What you need to do: Which lines of the data include the string "covered"? List them all.

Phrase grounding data
.....
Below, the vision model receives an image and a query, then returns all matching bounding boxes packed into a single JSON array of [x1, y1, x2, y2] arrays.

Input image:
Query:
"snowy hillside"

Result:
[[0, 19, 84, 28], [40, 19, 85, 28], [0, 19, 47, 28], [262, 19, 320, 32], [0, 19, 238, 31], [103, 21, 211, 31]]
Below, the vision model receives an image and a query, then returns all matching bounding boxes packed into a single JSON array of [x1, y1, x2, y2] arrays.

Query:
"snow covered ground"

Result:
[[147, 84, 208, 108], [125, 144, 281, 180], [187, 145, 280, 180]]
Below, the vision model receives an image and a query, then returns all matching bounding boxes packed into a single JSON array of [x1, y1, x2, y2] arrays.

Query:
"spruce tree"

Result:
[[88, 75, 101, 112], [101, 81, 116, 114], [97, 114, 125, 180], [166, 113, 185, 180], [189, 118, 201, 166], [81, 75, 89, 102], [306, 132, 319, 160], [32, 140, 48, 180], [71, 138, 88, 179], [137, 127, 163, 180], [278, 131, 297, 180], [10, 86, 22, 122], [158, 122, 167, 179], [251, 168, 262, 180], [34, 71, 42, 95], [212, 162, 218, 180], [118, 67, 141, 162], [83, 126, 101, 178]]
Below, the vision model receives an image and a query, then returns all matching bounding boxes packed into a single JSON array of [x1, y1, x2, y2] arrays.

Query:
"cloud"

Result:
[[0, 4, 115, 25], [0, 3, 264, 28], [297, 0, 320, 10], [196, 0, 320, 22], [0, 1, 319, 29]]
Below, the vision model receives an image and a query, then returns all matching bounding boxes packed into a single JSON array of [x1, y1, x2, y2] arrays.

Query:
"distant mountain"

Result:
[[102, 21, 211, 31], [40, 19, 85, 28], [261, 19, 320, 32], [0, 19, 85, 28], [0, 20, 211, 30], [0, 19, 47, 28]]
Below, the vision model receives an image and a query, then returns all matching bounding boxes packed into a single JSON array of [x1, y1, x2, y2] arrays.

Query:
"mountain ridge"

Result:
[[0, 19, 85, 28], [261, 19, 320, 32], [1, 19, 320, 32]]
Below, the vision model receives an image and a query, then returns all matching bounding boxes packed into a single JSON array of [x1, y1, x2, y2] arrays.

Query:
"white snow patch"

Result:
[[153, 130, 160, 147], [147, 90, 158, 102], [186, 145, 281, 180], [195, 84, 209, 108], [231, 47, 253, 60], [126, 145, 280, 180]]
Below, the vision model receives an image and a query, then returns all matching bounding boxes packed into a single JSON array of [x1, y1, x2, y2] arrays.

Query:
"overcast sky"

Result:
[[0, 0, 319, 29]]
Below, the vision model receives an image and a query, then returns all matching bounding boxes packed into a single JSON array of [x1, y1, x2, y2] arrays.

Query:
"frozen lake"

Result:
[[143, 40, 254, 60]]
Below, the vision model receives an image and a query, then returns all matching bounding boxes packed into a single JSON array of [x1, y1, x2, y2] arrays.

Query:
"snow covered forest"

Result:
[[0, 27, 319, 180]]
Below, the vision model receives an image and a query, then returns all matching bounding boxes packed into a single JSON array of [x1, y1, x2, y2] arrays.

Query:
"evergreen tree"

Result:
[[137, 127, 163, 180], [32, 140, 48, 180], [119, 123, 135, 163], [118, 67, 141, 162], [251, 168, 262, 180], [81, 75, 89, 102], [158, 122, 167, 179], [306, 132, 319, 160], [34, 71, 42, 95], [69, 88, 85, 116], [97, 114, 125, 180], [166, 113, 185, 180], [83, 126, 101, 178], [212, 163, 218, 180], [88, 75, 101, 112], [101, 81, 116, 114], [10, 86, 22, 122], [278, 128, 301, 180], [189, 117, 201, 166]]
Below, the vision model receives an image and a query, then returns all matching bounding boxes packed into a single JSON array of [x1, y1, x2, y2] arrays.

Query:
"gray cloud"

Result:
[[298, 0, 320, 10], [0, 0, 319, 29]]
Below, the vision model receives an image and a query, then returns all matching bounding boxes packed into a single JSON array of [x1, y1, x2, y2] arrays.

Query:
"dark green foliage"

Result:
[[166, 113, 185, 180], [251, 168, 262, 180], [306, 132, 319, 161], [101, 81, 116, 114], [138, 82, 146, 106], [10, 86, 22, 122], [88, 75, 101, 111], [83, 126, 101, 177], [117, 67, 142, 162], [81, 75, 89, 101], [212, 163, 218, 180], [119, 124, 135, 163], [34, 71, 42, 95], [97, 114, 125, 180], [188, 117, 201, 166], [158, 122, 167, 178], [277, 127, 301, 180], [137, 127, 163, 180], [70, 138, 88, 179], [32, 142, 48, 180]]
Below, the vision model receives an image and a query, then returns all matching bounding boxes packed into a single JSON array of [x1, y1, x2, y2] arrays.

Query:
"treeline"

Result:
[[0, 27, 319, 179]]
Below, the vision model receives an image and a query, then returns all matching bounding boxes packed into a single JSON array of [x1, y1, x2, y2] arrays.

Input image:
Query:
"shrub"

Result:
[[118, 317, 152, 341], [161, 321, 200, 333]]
.....
Solution for this exercise:
"snow covered ground"
"snow covered forest"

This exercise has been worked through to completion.